• **What is required**
Below is a listing to transcribe in full and exactly; keep the pictures out.

• **Data for processing**
-- Begin --

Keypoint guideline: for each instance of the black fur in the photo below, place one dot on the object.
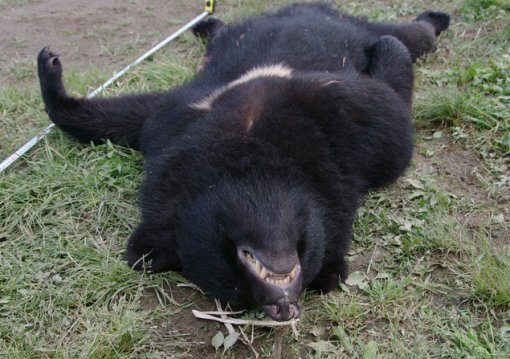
(275, 166)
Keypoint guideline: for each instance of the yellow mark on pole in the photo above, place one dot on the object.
(209, 6)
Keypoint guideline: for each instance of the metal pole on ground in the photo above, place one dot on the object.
(209, 8)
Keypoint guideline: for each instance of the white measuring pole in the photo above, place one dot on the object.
(36, 139)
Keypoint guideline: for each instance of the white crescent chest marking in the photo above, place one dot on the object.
(278, 70)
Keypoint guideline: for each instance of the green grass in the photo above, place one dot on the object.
(430, 254)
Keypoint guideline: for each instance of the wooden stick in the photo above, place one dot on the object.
(235, 321)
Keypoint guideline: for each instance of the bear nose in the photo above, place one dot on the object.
(282, 310)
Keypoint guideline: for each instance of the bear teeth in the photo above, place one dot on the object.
(270, 277)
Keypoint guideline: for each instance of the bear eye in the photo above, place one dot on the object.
(301, 246)
(249, 256)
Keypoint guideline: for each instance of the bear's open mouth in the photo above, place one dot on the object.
(279, 279)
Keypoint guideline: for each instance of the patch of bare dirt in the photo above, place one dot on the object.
(458, 169)
(88, 33)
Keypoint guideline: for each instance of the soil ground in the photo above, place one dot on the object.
(84, 32)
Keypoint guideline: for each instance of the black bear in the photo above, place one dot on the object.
(255, 168)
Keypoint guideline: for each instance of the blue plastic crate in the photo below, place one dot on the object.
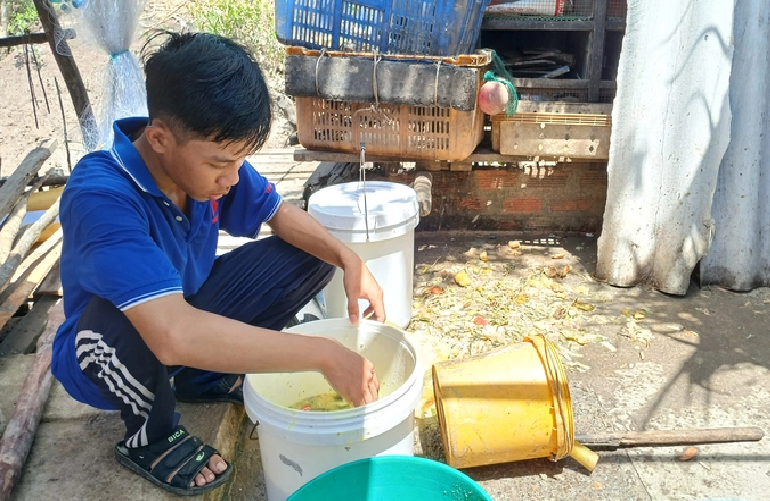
(424, 27)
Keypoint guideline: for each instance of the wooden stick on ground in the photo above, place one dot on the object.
(22, 426)
(14, 186)
(52, 180)
(69, 70)
(12, 224)
(423, 184)
(667, 438)
(29, 275)
(25, 243)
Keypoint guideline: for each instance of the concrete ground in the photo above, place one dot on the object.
(706, 364)
(693, 362)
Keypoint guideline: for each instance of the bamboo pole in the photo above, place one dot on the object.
(22, 426)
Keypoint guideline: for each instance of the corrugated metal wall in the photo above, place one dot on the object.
(671, 128)
(739, 257)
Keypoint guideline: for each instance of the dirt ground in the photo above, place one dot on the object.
(699, 361)
(18, 131)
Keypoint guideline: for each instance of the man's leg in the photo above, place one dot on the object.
(113, 355)
(263, 283)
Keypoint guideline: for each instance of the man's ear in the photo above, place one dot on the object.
(159, 136)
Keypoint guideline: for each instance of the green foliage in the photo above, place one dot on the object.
(249, 22)
(21, 16)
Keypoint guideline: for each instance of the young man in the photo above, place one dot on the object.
(152, 315)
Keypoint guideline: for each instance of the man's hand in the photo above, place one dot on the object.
(351, 375)
(297, 227)
(359, 283)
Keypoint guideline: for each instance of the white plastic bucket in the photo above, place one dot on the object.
(393, 214)
(297, 446)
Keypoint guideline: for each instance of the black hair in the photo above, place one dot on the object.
(209, 87)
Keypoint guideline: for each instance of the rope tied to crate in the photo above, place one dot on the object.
(317, 63)
(377, 59)
(435, 84)
(499, 74)
(375, 108)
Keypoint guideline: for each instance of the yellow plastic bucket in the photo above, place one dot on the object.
(507, 405)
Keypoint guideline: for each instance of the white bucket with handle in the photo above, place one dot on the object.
(298, 445)
(377, 220)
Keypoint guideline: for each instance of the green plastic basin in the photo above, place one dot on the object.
(392, 478)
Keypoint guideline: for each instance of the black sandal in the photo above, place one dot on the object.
(229, 389)
(172, 463)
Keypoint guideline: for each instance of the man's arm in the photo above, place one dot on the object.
(298, 228)
(179, 334)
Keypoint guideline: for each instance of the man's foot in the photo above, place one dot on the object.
(180, 463)
(229, 389)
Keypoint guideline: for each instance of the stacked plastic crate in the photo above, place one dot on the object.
(339, 48)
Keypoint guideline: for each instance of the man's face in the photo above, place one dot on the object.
(204, 169)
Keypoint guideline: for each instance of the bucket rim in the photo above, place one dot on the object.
(403, 212)
(312, 423)
(560, 394)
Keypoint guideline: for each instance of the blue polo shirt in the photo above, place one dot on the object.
(125, 241)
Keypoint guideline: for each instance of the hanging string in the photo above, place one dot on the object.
(498, 73)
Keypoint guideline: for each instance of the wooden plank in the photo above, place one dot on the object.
(69, 70)
(22, 338)
(596, 54)
(551, 83)
(51, 284)
(481, 155)
(20, 432)
(43, 200)
(35, 267)
(53, 180)
(31, 38)
(32, 234)
(541, 139)
(522, 23)
(562, 107)
(24, 174)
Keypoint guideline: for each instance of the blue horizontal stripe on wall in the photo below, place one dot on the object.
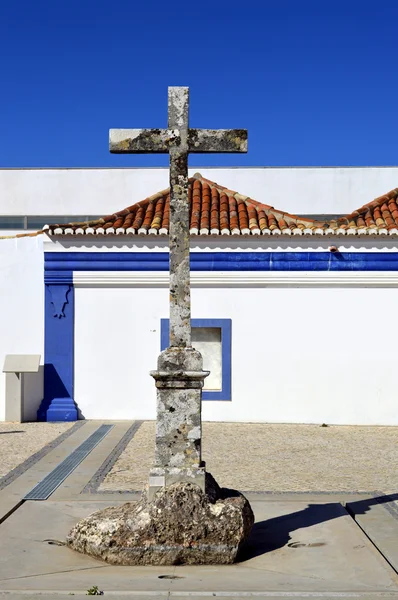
(222, 261)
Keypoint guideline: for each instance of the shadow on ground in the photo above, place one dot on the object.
(269, 535)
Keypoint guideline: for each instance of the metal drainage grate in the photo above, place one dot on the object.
(49, 484)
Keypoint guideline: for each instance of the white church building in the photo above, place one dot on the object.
(292, 307)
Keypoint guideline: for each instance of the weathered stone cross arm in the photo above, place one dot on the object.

-- End --

• **Problem solution**
Keypoint guideline: for each instance of the black fur in the photo below, place one dot on the object.
(275, 166)
Keypoint guideline: for each instance of the yellow mark on pole in the photo above, place one dot on the object.
(209, 6)
Keypoint guideline: for each instance of the metal pole on ground in the photo above, place one dot on the object.
(209, 8)
Keypoint guideline: for each instance of the white measuring pole in the photo above, place one dot on the object.
(36, 139)
Keypoint guideline: for each instance of the white crescent chest marking in the photo above, place one dot on the object.
(278, 70)
Keypoint guideline: for each instance of the green grass in the photo above, place one dot on the object.
(430, 254)
Keypoint guideline: for each instance of the wooden stick in the photo above, place one dot on the object.
(235, 321)
Keypoint guideline: for each instance of the bear nose in the photo above, place one dot on the object.
(282, 310)
Keypoint guideline: for each instance of the bear teeth in the photo above, place one dot on the object.
(270, 277)
Keypoint guideline: for each instance of the bear eye in the photo above, place one dot on the object.
(301, 246)
(249, 256)
Keypoint guideline: for each instance of the bear's open mouth in the photo above, place one dot on the object.
(279, 279)
Keypoint guideline: for each instance of the patch of bare dirt in the photo above, place one dot on the object.
(458, 169)
(88, 33)
Keypoint guideline: for each instance of the soil ground in the photo above, place one dot on the object.
(84, 32)
Keypoint guideline: for each instance of the black bear in the photo above, place one dot on the object.
(255, 168)
Keypoint guideline: for each instance of the blue plastic crate in the photo below, place one dot on the object.
(424, 27)
Keypoint guideline: for each instance of the wooden stick on ground in the photo above, place one dot on the object.
(22, 426)
(14, 186)
(52, 180)
(69, 70)
(12, 224)
(423, 184)
(667, 438)
(29, 275)
(25, 243)
Keypoint guideline: for each instance of the concrete ground in the photo above, place one dot on the object.
(706, 364)
(693, 362)
Keypoint guideline: for each instance of the bamboo pole in the photo above, place one dot on the object.
(22, 426)
Keypoint guideline: for each instance of the corrugated metal wall in the photo above, place one dot on the object.
(671, 128)
(739, 257)
Keypoint guideline: for each instance of the dirt ground in the photo above, place one dot on the object.
(699, 361)
(18, 131)
Keypoint guideline: for each instance of the man's leg in the photo above, place one dot on the object.
(113, 355)
(263, 283)
Keypoint guideline: for each instance of the man's ear in the photo above, place one dot on the object.
(159, 136)
Keypoint guideline: for each instance of the green foliage in the photo above, place one dot on the object.
(249, 22)
(21, 16)
Keypoint guideline: for each instance of the young man in the photo above, place one dot on the object.
(152, 315)
Keypoint guideline: for each instance of the man's hand in the photo above, place one dot on the object.
(351, 375)
(297, 227)
(359, 283)
Keypoint guideline: for each instance of the white plastic bucket in the photo above, place one dot on the object.
(393, 214)
(297, 446)
Keypoint guideline: for each instance of the black hair in the photo above, place one dot on the object.
(209, 87)
Keypoint guideline: for each instance of the rope tied to crate in the photo above, place one dot on the object.
(317, 63)
(377, 59)
(435, 84)
(499, 74)
(375, 108)
Keypoint guideline: for each instance of the yellow plastic bucket in the photo above, place one dot on the object.
(507, 405)
Keypoint guideline: for each instance of the white bucket with handle in the photo above, place one dot on the object.
(298, 445)
(377, 220)
Keypoint guideline: for each instance of the green plastic basin in the photo above, place one dot on the object.
(392, 478)
Keypoint guideline: for each instance of the black sandal in the photo above, place one dot on the object.
(229, 389)
(172, 463)
Keypoint guideline: for each instance of the man's arm in the photo above, place one dot on the object.
(298, 228)
(179, 334)
Keypoint guideline: for each instance of the man's foot in the photo above, place one dot on the object.
(180, 463)
(229, 389)
Keypoint guideline: for each instance of the stacked plastic crate in the photo above, place one dot on the object.
(339, 48)
Keypoint guideline: for each instance of the man's face in the photo above, place one dot on the object.
(204, 169)
Keypoint guideline: for each instance of the bucket rim in the photo above, place one dot on the object.
(403, 212)
(312, 423)
(560, 394)
Keypoint guideline: for each instance of the blue polo shirt in the photo above, place one dot on the object.
(125, 241)
Keypoint guideline: for each instance of the hanging string in the photo above, place one dot on the object.
(498, 73)
Keypoint guideline: for each instance of the wooden plank in the photo above, place one dot on the object.
(69, 70)
(22, 338)
(596, 54)
(551, 83)
(51, 284)
(481, 155)
(20, 432)
(43, 200)
(35, 267)
(53, 180)
(31, 38)
(32, 234)
(541, 139)
(522, 23)
(562, 107)
(24, 174)
Keypoint guideline: for each instance of the blue horizontal stripe on wall in the photo below, place one dot on the object.
(222, 261)
Keypoint guideline: for each instance of the shadow on ground in the photo above, place one dot on the object.
(269, 535)
Keypoint guideline: for each instance of the metal drainage grate in the photo above, place one dot on the object.
(49, 484)
Keypoint guideline: for each instance of the white church building in the photo above, place one dot on the object.
(292, 307)
Keypoint guideline: for each instance of the weathered stone cross arm in the photo above, place one dot on the object.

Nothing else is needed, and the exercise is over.